SET TASKS:
A. List the usernames of all participants who post in the forum thread about hard starting after running out of gas.
B. Pick up the forum thread about hard starting after running out of gas and continue it from its final sentence.
[SOURCE TEXT start]
# Hard starting after run out of gas



## SNOWJOB1125 (Apr 4, 2015)

anyone have this issue? i have the ax306 engine...i may have overprimed it and flooded it after i ran out...i had to use electric start to get it going...its brand new so im not too concerned...i pull started it later in the day and it started second pull...just wondering if anyone has ever run one dry and had a problem restarting


----------



## bad69cat (Nov 30, 2015)

could be you over-primed it..... some are a tad more finicky on choke/prime at different temps


----------



## knu2xs (Jan 6, 2015)

bad69cat said:


> could be you over-primed it..... some are a tad more finicky on choke/prime at different temps


I agree...... 

On my AX306, if I prime it more than three times I'll probably have a hard start.

I've also found, for my specific engine, even when doing warm starts, 
that I need to go "1/2 throttle & 3/4 choke" in order to get one pull starts.
[SOURCE TEXT end]
[EXTRACTED MATERIAL start]
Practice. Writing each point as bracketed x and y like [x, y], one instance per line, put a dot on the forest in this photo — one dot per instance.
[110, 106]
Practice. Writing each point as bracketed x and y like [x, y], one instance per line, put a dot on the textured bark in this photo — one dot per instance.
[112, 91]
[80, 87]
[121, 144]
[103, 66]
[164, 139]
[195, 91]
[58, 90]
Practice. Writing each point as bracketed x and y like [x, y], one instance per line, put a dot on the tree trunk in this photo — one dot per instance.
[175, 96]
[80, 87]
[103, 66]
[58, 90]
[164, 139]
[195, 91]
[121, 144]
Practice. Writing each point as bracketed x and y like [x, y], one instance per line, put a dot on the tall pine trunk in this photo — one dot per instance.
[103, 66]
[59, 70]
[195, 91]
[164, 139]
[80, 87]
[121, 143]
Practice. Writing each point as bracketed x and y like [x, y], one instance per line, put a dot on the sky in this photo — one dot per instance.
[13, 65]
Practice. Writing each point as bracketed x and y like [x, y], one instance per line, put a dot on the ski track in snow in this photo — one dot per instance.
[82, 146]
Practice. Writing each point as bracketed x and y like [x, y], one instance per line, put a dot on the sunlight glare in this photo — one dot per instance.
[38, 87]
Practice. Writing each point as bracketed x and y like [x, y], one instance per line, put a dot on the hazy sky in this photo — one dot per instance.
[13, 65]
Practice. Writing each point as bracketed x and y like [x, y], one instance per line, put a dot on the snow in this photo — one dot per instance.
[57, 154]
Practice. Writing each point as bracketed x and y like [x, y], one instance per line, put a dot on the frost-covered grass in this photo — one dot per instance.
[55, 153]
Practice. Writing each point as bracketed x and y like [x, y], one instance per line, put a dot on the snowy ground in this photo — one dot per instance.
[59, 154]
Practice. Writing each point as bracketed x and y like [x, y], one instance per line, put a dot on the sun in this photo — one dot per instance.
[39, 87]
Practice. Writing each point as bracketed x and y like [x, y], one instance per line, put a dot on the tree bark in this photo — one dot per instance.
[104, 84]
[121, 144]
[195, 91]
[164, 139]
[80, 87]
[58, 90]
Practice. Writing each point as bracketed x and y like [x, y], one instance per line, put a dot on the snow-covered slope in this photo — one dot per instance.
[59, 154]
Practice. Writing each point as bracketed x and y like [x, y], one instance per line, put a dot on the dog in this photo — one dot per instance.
[EXTRACTED MATERIAL end]
OUTPUTS IN ORDER:
A. SNOWJOB1125, bad69cat, knu2xs

B.
I've never ran out of gas, but it started on the first pull this year and I did 
use the fuel cut-off when putting it away for the season last spring.


----------



## SNOWJOB1125 (Apr 4, 2015)

good to know...i figured i overprimed it, but just wanted to make sure...this was its first "real" use....she got a little workout today...threw the wet heavy stuff a good distance...no bogging...dont even notice the auto turn really....im used to just muscling them around anyway, maybe thats why..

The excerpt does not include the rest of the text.